TASK LIST:
[A] Decide whether each statement agrees with the lasagne recipe: (i) the pasta is cooked three sheets at a time; (ii) the unbaked lasagne can be frozen up to 3 months ahead; (iii) the assembled dish bakes for 45 minutes. Answer yes or no for each, quoting the words from the recipe that settle it.
[B] Pick up the lasagne recipe after its last sentence and continue it.

TEXT SECTION:
■ ■ ■ ■ ■ ■ ■

Wednesday, March 21, 2012

CLASSIC LASAGNE AL FORNO

SERVES 4

12 sheets dried or fresh lasagne
1 recipe classic ragu bolognese
6 tbsp freshly grated parmesan


FOR BECHAMEL

5 tbsp (75g) butter
4 1/2 tbsp all-purpose flour
3 cups (750ml) milk
salt, black pepper, nutmeg


Preheat oven to 400°F (200°C). Cook pasta, 3 sheets at a time, in a large pot of boiling, salted water for half the recommended time, or until pasta is pliable but slightly hard at the center, about 4 minutes for dried pasta, 1 minute for fresh pasta. Drain and place sheets in a single layer on dish towels. For bechamel, melt butter over medium heat in a heavy saucepan. Whisk in flour and cook until foaming, about 1 minute. Remove from heat and pour in milk gradually, whisking constantly. Return to heat and cook, whisking constantly, until sauce thickens, about 2 minutes. Bring to the boil and remove from the heat. Add salt, pepper, and nutmeg to taste. In a buttered 13in x 9in x 3in (33cm x 23cm x 7.5cm) oven-proof dish, spread a thin layer of the bechamel. Lay 3 sheets pasta, over the bechamel. Spread a quarter of the ragu over the pasta. Spread a quarter of the bechamel over the ragu, and sprinkle with a quarter of the parmesan. Starting with another layer of 3 pasta sheets, repeat layers. Repeat layers again to finish, ending with parmesan. Bake in oven until golden and bubbling, 30 minutes. Leave to stand for 5 minutes before serving.

WHICH PASTA?

Egg lasagne, green or yellow, fresh when possible.

THINK AHEAD
Assemble lasagne and leave to cool completely. Cover, unbaked, and refrigerate up to 1 day in advance. Alternatively freeze, unbaked, up to 3 weeks in advance. Defrost overnight in refrigerator. Cook in preheated 400°F (200°C) oven for 30 minutes.

■ ■ ■ ■ ■ ■ ■

(Dataset rows)
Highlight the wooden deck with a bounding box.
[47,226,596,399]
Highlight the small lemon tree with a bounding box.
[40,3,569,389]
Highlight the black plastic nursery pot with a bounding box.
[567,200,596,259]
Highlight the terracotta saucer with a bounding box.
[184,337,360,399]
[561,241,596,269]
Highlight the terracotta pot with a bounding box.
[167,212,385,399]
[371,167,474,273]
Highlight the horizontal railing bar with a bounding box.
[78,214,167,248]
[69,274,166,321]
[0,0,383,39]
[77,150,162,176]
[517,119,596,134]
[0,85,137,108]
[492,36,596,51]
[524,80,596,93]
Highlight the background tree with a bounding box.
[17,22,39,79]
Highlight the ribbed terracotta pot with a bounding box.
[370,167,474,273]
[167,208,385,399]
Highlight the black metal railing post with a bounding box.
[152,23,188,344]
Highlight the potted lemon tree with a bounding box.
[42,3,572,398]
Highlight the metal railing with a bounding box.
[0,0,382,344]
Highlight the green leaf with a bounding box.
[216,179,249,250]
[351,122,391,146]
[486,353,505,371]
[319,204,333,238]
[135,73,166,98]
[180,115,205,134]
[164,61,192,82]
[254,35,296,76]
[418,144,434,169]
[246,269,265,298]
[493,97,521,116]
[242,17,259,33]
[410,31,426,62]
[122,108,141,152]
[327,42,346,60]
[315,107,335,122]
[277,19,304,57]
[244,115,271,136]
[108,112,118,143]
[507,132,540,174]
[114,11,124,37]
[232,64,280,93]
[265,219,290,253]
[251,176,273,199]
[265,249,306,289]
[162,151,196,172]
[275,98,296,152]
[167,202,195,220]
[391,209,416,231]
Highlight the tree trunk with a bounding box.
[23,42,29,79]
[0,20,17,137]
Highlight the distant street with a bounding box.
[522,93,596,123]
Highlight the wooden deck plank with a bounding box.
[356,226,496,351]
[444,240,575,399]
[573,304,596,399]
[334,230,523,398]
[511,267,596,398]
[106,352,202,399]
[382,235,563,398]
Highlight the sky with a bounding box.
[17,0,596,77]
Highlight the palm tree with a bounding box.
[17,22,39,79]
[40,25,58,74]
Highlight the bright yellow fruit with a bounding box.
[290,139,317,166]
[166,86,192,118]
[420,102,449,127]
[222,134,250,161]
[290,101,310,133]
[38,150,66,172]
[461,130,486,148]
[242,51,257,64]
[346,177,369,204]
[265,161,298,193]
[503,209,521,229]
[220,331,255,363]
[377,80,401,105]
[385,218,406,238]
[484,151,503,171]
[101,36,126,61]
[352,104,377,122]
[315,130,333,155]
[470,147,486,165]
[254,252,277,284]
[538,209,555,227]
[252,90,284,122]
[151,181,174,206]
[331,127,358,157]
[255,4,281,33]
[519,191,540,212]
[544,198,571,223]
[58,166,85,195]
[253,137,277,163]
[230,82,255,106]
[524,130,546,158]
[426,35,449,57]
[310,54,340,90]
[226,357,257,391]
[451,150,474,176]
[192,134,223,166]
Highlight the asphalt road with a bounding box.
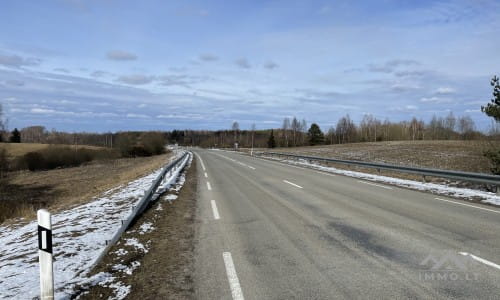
[195,150,500,299]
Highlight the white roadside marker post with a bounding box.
[38,209,54,300]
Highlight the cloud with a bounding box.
[0,54,42,68]
[54,68,71,73]
[157,75,208,87]
[5,79,24,87]
[234,58,251,69]
[420,96,452,103]
[389,104,418,112]
[199,53,219,61]
[368,59,420,73]
[394,70,429,77]
[127,113,149,119]
[436,87,455,95]
[106,50,137,61]
[391,83,420,93]
[264,61,279,70]
[90,70,111,78]
[117,74,154,85]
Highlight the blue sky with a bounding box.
[0,0,500,132]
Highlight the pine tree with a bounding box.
[307,123,325,146]
[10,128,21,143]
[481,76,500,122]
[267,130,276,148]
[481,76,500,174]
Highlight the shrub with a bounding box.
[0,149,9,179]
[19,152,46,171]
[17,146,118,171]
[484,150,500,175]
[116,132,167,157]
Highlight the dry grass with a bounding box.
[268,141,500,173]
[0,152,170,223]
[0,143,103,159]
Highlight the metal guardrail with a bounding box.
[254,152,500,187]
[90,152,190,269]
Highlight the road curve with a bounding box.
[195,150,500,299]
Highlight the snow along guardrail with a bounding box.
[91,152,191,269]
[254,152,500,188]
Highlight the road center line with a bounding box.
[283,180,303,189]
[358,180,392,190]
[458,252,500,270]
[211,200,220,220]
[222,252,245,300]
[434,197,500,214]
[196,153,206,171]
[214,153,255,170]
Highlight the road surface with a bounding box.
[194,150,500,299]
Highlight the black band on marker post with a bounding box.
[38,225,52,254]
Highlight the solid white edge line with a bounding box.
[214,153,255,170]
[358,180,392,190]
[283,180,303,189]
[222,252,245,300]
[211,200,220,220]
[434,197,500,214]
[458,252,500,270]
[196,153,206,171]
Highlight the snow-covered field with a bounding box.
[266,157,500,205]
[77,156,193,300]
[0,154,189,299]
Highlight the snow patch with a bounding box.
[139,222,155,235]
[0,154,192,299]
[125,238,149,253]
[267,157,500,205]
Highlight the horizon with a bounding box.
[0,0,500,133]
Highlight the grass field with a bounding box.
[0,143,103,159]
[264,141,500,173]
[0,152,171,223]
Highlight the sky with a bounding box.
[0,0,500,132]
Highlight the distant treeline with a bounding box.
[0,131,167,173]
[168,113,499,148]
[6,113,499,150]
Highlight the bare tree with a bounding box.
[0,103,7,142]
[281,117,290,147]
[250,123,256,155]
[458,116,475,139]
[231,121,240,144]
[290,117,300,147]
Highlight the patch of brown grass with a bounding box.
[0,143,105,159]
[275,141,500,173]
[0,154,171,223]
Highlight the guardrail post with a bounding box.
[37,209,54,300]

■ ■ ■ ■ ■ ■ ■

WRITTEN RESPONSES:
[A]
(i) Yes: "Cook pasta, 3 sheets at a time"
(ii) No: "Alternatively freeze, unbaked, up to 3 weeks in advance."
(iii) No: "Bake in oven until golden and bubbling, 30 minutes."

[B]
Make bechamel up to 2 days in advance. Cover with plastic wrap, pressing down on the surface to prevent a skin forming. Refrigerate. Before using, beat to make it easy to spread. If making with cold bechamel, be sure to have ragu and pasta also cold.

COOKS' NOTE

I don't recommend no-cook lasagne, but if it is all you can find at the store, always treat it as regular dried lasagne and pre-cook until just pliable, about 30 seconds. Alternatively, follow the recipe on the packet, which will make proper allowances for the amount of liquid absorbed by the lasagne during baking.


VARIATION

CLASSIC ITALIAN-AMERICAN LASAGNE
Omit bechamel. Use 8 oz (250g) ricotta, crumbled, and 8 oz (25Og) finely sliced mozzarella in place of bechamel. Arrange in layers as directed, substituting ricotta and mozzarella mixture for bechamel. Bake as directed.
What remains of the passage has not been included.